>> Begin

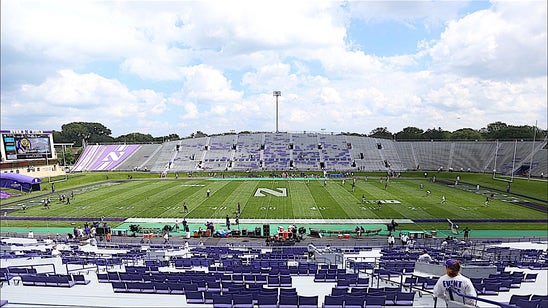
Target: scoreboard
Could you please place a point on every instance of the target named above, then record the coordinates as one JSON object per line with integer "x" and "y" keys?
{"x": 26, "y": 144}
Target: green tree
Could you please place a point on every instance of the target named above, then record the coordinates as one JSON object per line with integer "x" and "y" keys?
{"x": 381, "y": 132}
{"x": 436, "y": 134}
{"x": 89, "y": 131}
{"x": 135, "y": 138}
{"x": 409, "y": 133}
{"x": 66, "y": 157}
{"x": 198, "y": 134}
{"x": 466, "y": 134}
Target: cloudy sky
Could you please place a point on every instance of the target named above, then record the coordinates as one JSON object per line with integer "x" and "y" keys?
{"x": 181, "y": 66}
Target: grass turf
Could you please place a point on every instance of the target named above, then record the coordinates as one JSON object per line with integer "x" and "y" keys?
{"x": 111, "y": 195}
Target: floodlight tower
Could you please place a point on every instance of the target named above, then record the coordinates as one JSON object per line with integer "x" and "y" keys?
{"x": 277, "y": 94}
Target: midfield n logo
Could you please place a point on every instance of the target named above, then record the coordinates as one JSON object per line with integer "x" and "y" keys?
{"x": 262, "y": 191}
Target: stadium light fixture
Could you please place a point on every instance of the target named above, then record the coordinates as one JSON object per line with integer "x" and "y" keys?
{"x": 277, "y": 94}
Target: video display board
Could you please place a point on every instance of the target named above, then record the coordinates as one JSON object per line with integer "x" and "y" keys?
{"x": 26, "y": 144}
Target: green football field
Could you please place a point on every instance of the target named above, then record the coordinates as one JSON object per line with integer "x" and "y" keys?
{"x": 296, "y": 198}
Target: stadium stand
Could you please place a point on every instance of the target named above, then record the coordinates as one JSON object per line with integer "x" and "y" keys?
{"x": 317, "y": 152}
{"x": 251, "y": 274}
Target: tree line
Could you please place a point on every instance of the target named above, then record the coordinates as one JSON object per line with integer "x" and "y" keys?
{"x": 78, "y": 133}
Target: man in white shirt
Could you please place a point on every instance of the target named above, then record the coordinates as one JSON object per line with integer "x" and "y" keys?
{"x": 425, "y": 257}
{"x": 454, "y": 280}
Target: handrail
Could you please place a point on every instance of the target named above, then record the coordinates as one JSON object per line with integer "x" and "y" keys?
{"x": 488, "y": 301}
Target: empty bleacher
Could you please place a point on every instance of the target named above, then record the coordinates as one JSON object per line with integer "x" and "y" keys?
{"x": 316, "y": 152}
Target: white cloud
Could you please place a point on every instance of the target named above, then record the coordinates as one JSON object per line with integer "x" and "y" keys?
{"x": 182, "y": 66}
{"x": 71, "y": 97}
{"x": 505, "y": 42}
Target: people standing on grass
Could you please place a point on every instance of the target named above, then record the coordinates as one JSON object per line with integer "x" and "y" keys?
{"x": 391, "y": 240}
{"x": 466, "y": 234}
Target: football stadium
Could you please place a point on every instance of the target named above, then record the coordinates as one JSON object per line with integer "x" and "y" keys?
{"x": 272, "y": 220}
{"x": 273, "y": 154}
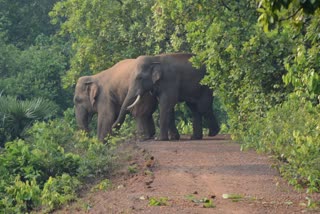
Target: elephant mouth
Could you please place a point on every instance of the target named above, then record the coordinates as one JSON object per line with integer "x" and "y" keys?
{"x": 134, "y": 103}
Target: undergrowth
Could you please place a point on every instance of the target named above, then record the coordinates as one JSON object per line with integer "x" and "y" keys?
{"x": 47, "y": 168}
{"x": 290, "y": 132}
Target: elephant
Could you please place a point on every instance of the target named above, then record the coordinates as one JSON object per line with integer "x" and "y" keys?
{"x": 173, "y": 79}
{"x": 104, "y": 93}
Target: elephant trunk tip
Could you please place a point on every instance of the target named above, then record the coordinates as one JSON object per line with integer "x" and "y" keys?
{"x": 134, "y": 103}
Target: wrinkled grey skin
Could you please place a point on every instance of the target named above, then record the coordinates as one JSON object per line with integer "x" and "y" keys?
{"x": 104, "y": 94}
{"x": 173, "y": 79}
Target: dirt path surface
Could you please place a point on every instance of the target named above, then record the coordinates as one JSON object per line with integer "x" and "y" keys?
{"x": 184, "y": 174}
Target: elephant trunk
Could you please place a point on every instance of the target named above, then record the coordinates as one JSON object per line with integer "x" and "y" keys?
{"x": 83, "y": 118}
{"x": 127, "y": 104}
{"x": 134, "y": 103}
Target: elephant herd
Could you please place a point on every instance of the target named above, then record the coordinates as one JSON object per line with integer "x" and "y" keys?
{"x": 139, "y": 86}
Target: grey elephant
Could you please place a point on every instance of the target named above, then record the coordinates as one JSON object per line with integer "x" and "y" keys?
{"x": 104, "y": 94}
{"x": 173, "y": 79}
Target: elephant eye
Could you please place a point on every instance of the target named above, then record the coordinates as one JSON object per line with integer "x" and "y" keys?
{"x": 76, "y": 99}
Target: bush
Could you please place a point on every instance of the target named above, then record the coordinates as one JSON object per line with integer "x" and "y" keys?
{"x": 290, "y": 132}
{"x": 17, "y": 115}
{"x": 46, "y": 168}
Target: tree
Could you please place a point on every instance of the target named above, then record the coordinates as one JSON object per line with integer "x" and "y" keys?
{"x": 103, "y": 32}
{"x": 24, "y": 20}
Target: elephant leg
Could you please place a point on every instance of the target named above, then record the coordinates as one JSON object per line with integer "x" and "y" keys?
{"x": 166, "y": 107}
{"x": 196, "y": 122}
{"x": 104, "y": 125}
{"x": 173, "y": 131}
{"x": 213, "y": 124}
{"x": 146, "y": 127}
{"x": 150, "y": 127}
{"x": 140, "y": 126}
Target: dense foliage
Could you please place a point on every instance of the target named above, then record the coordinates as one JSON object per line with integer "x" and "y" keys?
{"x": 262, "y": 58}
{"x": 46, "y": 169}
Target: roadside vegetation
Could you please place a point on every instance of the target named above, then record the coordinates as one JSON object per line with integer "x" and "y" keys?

>> End

| What needs to be done |
Reproduce all of the items above verbatim, with the pictures omitted.

| Output for this task |
Target: scoreboard
Could you please place a point on every instance of the target named above, then record the coordinates as one JSON object per line with integer "x" and "y" keys?
{"x": 26, "y": 144}
Target: green tree
Could you please place a point on every instance of the target named above, then record the coordinates as one JSON object per line with integer "x" and "y" keys?
{"x": 381, "y": 132}
{"x": 436, "y": 134}
{"x": 89, "y": 131}
{"x": 135, "y": 138}
{"x": 409, "y": 133}
{"x": 66, "y": 157}
{"x": 198, "y": 134}
{"x": 466, "y": 134}
Target: cloudy sky
Could you please place a point on every instance of the target named above, then record the coordinates as one JSON object per line with integer "x" and "y" keys?
{"x": 181, "y": 66}
Target: grass turf
Could you please place a point on every instance of the target named above, then record the coordinates as one JSON object per line with integer "x" and "y" keys?
{"x": 111, "y": 195}
Target: floodlight tower
Could you please place a point on every instance of the target named above, then record the coordinates as one JSON object per line with integer "x" and "y" keys?
{"x": 277, "y": 94}
Target: midfield n logo
Could you please place a point on every instance of the target named above, then record the coordinates as one JSON object per line with integer "x" and "y" keys?
{"x": 262, "y": 191}
Target: stadium light fixture
Could you please place a point on every instance of the target named above, then record the coordinates as one JSON object per line with integer "x" and "y" keys?
{"x": 277, "y": 94}
Target: video display board
Could you please place a point on every instance of the target named above, then record the coordinates as one JSON object per line with integer "x" and "y" keys?
{"x": 26, "y": 144}
Target: green football field
Could you please place a point on every instance of the target named above, then record the coordinates as one JSON object per line with integer "x" and "y" keys?
{"x": 296, "y": 198}
Target: stadium stand
Could you please place a point on every instance of the target named above, then record the coordinates as one JSON object per line with integer "x" and "y" keys?
{"x": 317, "y": 152}
{"x": 251, "y": 274}
Target: tree line
Could you please place a point on every instance of the target named above, then record the coordinates as one JSON object per line with integer "x" and "y" keys?
{"x": 78, "y": 133}
Target: man in white shirt
Could you please place a point on every instance of the target named above, then record the coordinates as one JSON object per line with integer "x" and "y" keys?
{"x": 425, "y": 257}
{"x": 454, "y": 280}
Target: handrail
Could you please place a point on every instance of the target named above, then record the coordinates as one JSON object per line with integer "x" and "y" keys?
{"x": 488, "y": 301}
Target: empty bleacher
Could you please place a point on every instance of the target named above, then record the coordinates as one JSON object per line with integer "x" and "y" keys?
{"x": 316, "y": 152}
Target: white cloud
Could you please place a point on every instance of the target named above, then record the coordinates as one JSON object per line with integer "x" and "y" keys?
{"x": 182, "y": 66}
{"x": 71, "y": 97}
{"x": 505, "y": 42}
Target: people standing on grass
Could you please place a point on every instance of the target named above, then record the coordinates as one JSON object per line with integer "x" and "y" keys?
{"x": 391, "y": 240}
{"x": 466, "y": 234}
Target: football stadium
Could you please place a point on every instance of the target named above, then record the coordinates as one JSON object per line with integer "x" and "y" keys?
{"x": 272, "y": 220}
{"x": 273, "y": 154}
Target: elephant mouth
Could you please place a point on every instance of the target named above, then record the coordinates as one JSON object per line with integer "x" and "y" keys?
{"x": 134, "y": 103}
Target: undergrowth
Could you please place a point on every instance of the target named above, then record the coordinates as one JSON object per line with integer "x" and "y" keys?
{"x": 47, "y": 168}
{"x": 290, "y": 132}
Target: elephant
Could you please place a point on every instance of the target named above, then record the coordinates as one JSON object per line with integer "x" and "y" keys?
{"x": 173, "y": 79}
{"x": 104, "y": 93}
Target: elephant trunk tip
Could you please place a point on every instance of the target named above, then record the coordinates as one JSON object per line with integer "x" and "y" keys?
{"x": 134, "y": 103}
Target: wrinkled grey skin
Could you please place a point on every instance of the target named above, then record the coordinates as one JSON object per line with integer "x" and "y" keys?
{"x": 104, "y": 94}
{"x": 173, "y": 79}
Target: dirt path surface
Could you please place a point on every instance of the target named above, then record the coordinates as one JSON object per line with integer "x" and "y" keys?
{"x": 184, "y": 174}
Target: elephant trunk
Could you please place a point on every instance of the target named above, then record the coordinates as one JSON object per line with integer "x" and "y" keys?
{"x": 83, "y": 118}
{"x": 127, "y": 104}
{"x": 134, "y": 103}
Target: elephant herd
Could you please place a point on every instance of the target named above, then record the coordinates as one JSON object per line with integer "x" and "y" keys?
{"x": 139, "y": 86}
Target: grey elephant
Could you please place a point on every instance of the target named above, then record the coordinates as one JSON object per line with integer "x" and "y" keys?
{"x": 104, "y": 94}
{"x": 173, "y": 79}
Target: elephant eye
Could you please place a point on every instance of the target named above, then record the coordinates as one JSON object per line with integer "x" and "y" keys?
{"x": 76, "y": 99}
Target: bush
Could you please place a point on every instance of the target named above, then record the coordinates as one JSON object per line with integer "x" and "y" keys?
{"x": 290, "y": 132}
{"x": 17, "y": 115}
{"x": 46, "y": 168}
Target: tree
Could you please place a point on every instance of the target named above, then record the coordinates as one JSON object per line with integer "x" and "y" keys?
{"x": 103, "y": 32}
{"x": 24, "y": 20}
Target: elephant leg
Could you please place a point on every instance of the target named above, then record the coordinates as one JSON object per line with integer "x" and "y" keys?
{"x": 166, "y": 107}
{"x": 196, "y": 122}
{"x": 104, "y": 125}
{"x": 173, "y": 131}
{"x": 213, "y": 124}
{"x": 146, "y": 127}
{"x": 150, "y": 127}
{"x": 140, "y": 126}
Target: dense foliage
Could you please place a point on every instance of the target named above, then record the coordinates as one JSON object per line with integer "x" and "y" keys?
{"x": 262, "y": 58}
{"x": 46, "y": 169}
Target: roadside vegetation
Could you please place a point on every instance of the target named above, then record the coordinates as one JSON object per line with integer "x" and "y" keys?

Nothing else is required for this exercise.